Textauszug:
══════

Insofern haben wir da eine direkte Beziehung zwischen dem, was der Papst sagt und dem, was die Bischöfe in Deutschland taten. Ein anderes Beispiel ist, dass der Papst 1946 drei deutsche Bischöfe in den Kardinalsstand erhob: Die aus Köln, Berlin und Münster. Köln und Berlin waren recht schnell gesetzt, auch aus kirchenpolitischen Gründen, aber wir wissen heute aus einem Brief des Privatsekretärs des Papstes, dass Pius XII. noch bis kurz zuvor mit sich gerungen hat, ob er Graf von Galen oder einen anderen Bischof zum Kardinal machen sollte. Für Galen sprach, dass er weltweit zur Symbolfigur wegen seiner klaren Worte gegen die Euthanasie geworden war. Und Pius wollte nun nicht dem Eindruck Vorschub leisten, er habe die Linie von Galens nicht vollkommen "gebilligt". Da sieht man so einen Hauch von Rechtfertigungsdruck und wüsste gerne mehr.

DOMRADIO.DE: Nach dem Zweiten Weltkrieg haben sich viele Naziverbrecher wie Eichmann oder Mengele mit Hilfe vatikanischer Pässe ins Ausland absetzen können. Hat der Papst das gewusst?

Helbach: Gerade in Deutschland gab es damals mit Blick auf die Täter viel Naivität, Stichwort "Persilscheine“. Bald setzte sich aber die Erkenntnis durch, dass man schon genau hinschauen muss, wem man welche Bescheinigung gibt. Was den Vatikan angeht, weiß man bis heute nicht, wie systemisch das war. Wir wissen, dass Täter sich Dank der Fluchthilfe des Vatikan absetzten, ob das aber strukturell war oder nur einzelne Mitarbeiter es unterstützten, ob das Botschaftern in den Aufnahmeländern und vor allem dem Papst in der Tiefe bekannt war, wissen wir nicht. Das wird auch eine wichtige Frage bei der Öffnung der Archive sein: Was wusste der Papst davon?

══════

Daten zur Punktlokalisierung:

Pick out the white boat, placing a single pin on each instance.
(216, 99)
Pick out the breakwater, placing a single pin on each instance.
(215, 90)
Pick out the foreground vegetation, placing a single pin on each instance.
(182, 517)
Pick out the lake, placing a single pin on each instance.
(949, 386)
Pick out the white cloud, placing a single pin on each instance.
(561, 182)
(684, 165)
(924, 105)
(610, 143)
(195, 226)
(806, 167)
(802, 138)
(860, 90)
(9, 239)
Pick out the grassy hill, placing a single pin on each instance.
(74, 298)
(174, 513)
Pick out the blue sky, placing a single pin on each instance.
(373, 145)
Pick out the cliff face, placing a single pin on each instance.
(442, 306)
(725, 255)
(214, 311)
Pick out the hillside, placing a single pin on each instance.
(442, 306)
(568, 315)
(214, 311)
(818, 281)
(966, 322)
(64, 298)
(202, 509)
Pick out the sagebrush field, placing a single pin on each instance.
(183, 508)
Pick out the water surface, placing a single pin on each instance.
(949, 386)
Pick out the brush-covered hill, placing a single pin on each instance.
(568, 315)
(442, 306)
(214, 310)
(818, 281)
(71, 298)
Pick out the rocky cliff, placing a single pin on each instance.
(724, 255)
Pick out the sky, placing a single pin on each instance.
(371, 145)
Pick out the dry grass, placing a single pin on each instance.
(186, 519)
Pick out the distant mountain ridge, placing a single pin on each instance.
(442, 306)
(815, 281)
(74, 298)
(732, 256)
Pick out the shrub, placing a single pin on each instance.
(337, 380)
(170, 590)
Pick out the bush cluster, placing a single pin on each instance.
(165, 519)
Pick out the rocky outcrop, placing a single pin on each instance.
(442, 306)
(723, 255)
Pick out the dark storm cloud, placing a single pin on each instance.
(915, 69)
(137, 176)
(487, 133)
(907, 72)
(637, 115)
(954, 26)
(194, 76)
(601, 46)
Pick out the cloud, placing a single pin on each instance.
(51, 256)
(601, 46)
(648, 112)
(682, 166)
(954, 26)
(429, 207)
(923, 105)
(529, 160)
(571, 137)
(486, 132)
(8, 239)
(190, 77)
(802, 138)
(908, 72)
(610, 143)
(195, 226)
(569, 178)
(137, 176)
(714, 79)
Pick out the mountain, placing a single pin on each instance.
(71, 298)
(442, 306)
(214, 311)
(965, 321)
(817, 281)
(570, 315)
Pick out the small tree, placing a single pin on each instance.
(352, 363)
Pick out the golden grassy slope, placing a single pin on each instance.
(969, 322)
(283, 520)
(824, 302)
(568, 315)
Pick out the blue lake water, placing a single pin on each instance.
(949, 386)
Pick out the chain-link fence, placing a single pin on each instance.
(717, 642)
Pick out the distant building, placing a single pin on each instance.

══════

Aufgabe: Setzen Sie das Interview über Papst Pius XII. und den Vatikan im Anschluss an seinen letzten Satz fort.

Schriftliche Antwort:
DOMRADIO.DE:: Auf welche Informationen jenseits des Themas Holocaust hoffen Sie bei der Archivöffnung?

Helbach: Mit Blick auf viele Regionen ist zum Beispiel die Frage spannend, inwiefern sich Pius nach 1945 von der Angst vor dem Bolschewismus und dem Kommunismus leiten ließ. Oder was von den deutschen Bischöfen in Rom aufgenommen wurde. Ein Beispiel: Es gab nach dem Krieg 1945 teilweise beachtliche Nähe zwischen Protestanten und Katholiken und es gab einige evangelische Pfarrer, die zum Katholizismus übertreten und weiter als Priester wirken wollten. Deswegen stellten die Bischöfe von Paderborn und Mainz eine Anfrage an den Nuntius und den Papst, ob man in diesen Fällen nicht eine Ausnahme vom Zölibat machen könnte, da diese Männer verheiratet waren. Heute gibt es diese Option, aber damals war das ungemein provokant. Und es wäre spannend zu wissen, ob das den Papst erreicht hat und wie seine Haltung dazu war.

DOMRADIO.DE: Seit 1965 läuft ein Seligsprechungsverfahren für Pius XII., jetzt gibt es Forderungen, dass es bis zur gründlichen Auswertung der Archive gestoppt werden sollte. Wie sehen Sie das?

Helbach: Die Kirche sollte Wahrheit und Geschichte nicht fürchten. Das Seligsprechungsverfahren täte gut daran, jetzt noch mal für gewisse Zeit zu reflektieren, zu welchen Ergebnissen die Forscher kommen. Das wäre auch ein Zeichen des Respekts gegenüber der Archivöffnung.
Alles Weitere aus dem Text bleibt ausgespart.